──────── Task input ────────

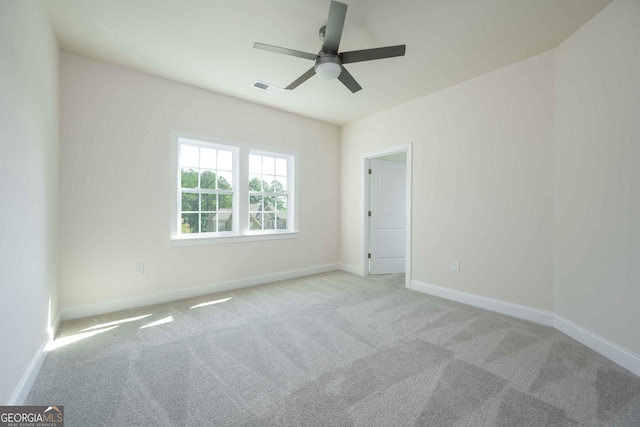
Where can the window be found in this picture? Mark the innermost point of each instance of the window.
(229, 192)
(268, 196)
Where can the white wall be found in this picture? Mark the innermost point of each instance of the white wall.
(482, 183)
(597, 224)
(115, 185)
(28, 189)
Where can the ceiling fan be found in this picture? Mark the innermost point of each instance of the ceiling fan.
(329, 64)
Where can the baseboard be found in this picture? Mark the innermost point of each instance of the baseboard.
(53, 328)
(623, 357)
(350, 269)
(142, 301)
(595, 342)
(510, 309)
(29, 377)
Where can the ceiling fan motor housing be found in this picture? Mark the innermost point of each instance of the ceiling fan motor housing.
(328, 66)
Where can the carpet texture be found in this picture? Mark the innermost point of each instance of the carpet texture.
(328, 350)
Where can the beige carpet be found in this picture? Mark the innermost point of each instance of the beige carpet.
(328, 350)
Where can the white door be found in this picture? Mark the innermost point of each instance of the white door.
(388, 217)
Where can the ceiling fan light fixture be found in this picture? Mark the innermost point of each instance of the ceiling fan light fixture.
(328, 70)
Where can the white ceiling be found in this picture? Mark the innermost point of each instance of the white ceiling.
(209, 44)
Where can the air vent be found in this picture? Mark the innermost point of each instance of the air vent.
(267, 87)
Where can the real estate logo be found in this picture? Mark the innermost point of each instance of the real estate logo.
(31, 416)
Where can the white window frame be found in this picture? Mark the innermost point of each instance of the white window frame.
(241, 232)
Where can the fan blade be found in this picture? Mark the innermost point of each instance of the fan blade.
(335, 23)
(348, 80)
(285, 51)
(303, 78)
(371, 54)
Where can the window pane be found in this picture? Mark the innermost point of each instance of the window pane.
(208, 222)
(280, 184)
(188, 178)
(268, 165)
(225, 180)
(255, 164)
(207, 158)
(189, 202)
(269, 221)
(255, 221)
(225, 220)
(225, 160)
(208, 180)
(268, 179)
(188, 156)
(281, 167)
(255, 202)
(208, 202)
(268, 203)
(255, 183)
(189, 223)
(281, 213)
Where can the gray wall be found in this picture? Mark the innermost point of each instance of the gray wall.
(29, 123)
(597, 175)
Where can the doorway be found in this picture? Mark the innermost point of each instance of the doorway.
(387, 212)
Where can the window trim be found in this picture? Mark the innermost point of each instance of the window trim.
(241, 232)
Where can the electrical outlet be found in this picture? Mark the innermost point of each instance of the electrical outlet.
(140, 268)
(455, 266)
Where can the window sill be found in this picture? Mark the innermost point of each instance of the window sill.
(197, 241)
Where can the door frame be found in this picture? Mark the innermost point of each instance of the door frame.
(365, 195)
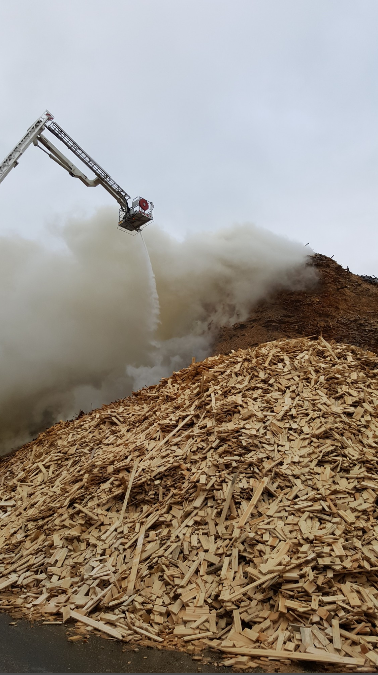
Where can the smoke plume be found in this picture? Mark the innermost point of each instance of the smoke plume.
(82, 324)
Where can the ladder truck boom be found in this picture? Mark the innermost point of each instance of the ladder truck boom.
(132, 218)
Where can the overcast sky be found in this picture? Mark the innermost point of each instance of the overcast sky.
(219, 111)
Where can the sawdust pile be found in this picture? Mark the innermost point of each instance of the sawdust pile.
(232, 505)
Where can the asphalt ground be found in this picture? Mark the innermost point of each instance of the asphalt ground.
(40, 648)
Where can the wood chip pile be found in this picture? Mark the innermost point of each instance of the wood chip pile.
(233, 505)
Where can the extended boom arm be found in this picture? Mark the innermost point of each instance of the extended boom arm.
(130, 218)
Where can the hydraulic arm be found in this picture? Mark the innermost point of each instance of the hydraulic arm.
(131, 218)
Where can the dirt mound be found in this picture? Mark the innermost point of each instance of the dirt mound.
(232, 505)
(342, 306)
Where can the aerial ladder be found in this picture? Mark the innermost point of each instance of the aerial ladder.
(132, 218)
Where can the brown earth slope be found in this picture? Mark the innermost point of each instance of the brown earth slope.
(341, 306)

────────
──────── Task input ────────

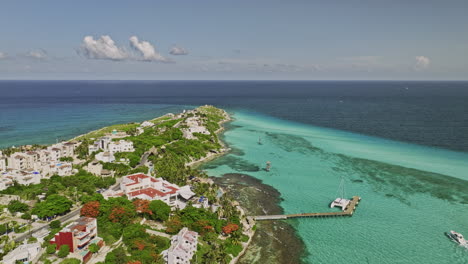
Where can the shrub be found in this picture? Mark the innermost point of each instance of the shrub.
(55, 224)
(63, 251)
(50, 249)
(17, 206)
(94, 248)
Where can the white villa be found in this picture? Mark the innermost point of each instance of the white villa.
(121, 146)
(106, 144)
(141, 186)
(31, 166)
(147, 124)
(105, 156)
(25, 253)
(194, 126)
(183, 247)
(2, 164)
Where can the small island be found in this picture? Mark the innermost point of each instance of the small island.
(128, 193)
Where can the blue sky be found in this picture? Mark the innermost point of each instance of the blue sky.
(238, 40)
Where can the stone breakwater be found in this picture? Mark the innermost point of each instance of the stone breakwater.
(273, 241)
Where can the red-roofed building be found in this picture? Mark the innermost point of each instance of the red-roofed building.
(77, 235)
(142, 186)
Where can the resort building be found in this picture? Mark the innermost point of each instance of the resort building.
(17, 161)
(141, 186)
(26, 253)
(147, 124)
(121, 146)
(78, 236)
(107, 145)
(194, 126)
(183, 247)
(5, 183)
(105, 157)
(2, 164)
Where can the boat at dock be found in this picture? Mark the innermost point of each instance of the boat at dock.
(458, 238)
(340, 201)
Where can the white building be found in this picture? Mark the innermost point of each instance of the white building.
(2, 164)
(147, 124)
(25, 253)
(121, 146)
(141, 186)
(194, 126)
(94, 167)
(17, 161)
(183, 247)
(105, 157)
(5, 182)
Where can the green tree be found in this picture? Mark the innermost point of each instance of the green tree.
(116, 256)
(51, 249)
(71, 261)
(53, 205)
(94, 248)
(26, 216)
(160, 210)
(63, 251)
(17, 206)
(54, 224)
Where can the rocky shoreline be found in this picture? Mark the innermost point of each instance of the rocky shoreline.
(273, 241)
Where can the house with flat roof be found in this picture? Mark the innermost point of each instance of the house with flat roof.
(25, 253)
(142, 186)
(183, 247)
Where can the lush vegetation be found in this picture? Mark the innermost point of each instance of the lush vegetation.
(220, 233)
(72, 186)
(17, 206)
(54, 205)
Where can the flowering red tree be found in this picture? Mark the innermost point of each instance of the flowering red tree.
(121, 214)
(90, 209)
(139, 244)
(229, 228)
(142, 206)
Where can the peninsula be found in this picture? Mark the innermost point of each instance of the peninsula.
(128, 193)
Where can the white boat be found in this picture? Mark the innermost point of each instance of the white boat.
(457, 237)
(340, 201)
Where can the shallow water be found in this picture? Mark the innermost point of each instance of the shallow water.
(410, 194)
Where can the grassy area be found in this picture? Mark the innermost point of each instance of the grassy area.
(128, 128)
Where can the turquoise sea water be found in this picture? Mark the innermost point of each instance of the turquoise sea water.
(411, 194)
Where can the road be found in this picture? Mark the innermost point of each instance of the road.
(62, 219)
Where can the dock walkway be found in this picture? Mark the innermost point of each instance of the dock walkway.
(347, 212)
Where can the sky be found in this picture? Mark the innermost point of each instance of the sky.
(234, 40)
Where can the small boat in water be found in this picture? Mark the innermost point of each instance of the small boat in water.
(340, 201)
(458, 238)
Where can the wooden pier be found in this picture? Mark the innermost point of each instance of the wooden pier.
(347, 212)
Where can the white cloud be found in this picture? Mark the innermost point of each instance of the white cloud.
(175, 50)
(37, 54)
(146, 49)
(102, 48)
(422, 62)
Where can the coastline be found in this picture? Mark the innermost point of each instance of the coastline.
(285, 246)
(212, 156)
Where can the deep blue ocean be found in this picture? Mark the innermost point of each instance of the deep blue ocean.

────────
──────── Task input ────────

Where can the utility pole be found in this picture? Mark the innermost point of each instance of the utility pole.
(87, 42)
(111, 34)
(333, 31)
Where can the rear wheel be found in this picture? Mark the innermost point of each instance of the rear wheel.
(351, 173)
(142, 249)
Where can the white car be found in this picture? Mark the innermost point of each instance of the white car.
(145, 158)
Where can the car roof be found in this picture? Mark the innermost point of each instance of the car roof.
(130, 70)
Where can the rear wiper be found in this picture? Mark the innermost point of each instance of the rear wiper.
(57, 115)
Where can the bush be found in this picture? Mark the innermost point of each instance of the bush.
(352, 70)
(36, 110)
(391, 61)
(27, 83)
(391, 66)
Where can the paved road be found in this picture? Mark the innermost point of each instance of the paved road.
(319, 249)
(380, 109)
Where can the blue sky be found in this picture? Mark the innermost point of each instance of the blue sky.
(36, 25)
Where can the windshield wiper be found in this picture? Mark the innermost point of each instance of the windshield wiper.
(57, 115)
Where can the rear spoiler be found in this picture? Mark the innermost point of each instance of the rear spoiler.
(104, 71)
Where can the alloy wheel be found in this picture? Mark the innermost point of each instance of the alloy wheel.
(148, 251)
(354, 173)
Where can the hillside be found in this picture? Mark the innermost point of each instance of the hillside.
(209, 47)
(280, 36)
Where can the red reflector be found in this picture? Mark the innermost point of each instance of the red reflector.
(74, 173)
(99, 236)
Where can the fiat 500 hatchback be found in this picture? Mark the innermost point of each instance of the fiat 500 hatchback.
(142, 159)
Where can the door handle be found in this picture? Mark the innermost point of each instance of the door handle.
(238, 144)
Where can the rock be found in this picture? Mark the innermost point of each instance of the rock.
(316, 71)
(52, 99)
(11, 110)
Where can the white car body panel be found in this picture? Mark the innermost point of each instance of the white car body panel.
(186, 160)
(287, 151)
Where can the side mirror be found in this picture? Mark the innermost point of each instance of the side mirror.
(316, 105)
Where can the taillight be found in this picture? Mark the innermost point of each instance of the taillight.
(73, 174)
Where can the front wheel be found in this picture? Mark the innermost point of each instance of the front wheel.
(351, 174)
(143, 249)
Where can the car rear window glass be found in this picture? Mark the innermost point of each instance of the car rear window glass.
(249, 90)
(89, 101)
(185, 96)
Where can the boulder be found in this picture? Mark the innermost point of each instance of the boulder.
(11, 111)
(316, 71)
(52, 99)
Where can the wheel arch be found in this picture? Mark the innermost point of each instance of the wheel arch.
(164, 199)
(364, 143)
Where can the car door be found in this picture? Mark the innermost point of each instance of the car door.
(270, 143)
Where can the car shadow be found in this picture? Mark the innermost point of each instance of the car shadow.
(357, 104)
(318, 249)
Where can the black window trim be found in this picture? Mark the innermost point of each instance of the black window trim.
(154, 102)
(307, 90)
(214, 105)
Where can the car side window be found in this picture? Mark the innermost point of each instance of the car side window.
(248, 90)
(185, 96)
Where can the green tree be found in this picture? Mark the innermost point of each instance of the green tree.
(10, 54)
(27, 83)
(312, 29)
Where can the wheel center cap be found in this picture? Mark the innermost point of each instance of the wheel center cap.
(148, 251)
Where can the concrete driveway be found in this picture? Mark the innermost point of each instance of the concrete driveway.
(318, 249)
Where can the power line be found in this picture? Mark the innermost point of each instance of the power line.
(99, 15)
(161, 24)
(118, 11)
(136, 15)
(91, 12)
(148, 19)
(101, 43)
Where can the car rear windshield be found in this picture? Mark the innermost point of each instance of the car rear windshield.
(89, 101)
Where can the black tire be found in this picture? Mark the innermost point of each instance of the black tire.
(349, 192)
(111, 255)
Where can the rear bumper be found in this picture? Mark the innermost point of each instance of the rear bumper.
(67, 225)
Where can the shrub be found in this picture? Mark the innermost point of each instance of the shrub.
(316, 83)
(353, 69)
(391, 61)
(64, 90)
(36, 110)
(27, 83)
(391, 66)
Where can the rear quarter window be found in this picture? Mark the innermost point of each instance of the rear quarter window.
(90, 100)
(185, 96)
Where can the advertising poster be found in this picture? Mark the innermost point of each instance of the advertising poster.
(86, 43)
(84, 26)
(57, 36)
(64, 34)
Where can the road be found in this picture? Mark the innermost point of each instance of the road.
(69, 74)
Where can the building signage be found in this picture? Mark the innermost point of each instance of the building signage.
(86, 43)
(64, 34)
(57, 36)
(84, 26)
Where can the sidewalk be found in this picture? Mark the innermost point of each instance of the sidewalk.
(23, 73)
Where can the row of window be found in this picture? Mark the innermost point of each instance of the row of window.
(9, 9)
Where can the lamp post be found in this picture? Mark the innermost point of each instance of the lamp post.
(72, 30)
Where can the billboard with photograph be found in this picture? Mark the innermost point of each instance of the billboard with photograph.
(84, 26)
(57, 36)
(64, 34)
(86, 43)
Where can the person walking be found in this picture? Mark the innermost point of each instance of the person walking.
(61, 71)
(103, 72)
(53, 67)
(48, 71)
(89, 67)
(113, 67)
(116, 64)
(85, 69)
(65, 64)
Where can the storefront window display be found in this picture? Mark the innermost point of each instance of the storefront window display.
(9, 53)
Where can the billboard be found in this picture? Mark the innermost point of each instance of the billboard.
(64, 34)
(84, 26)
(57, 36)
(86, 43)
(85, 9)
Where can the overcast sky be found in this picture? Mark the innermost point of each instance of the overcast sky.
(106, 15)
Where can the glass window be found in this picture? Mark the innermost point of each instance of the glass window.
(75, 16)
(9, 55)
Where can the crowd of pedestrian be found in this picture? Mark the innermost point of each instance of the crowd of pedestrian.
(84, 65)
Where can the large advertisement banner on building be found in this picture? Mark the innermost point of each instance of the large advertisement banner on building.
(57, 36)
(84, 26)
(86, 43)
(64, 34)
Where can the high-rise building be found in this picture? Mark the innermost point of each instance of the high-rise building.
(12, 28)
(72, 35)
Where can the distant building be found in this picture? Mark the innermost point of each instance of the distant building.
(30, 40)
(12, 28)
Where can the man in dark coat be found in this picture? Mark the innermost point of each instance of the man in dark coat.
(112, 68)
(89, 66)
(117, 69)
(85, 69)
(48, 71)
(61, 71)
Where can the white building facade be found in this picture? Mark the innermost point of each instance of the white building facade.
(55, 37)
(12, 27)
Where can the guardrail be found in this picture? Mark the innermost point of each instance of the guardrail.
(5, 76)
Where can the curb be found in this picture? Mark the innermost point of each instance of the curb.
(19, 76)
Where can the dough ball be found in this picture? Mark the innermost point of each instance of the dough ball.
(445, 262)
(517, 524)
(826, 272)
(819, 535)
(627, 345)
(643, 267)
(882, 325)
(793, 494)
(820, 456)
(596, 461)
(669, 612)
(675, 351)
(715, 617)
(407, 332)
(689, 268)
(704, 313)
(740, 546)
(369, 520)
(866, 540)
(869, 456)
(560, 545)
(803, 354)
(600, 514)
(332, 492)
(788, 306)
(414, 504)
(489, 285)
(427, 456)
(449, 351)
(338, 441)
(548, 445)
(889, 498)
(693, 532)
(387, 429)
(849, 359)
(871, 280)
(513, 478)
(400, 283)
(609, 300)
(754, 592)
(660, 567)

────────

▶ Brief: Gather every line of the records that contains the string "windshield", and copy each such line in full.

▶ Written response:
Where can the windshield wiper be found in this picture? Mark the innermost point of each instance of the windshield wiper.
Where can the car rear windshield be found in this picture? Mark the innermost point of each instance of the car rear windshield.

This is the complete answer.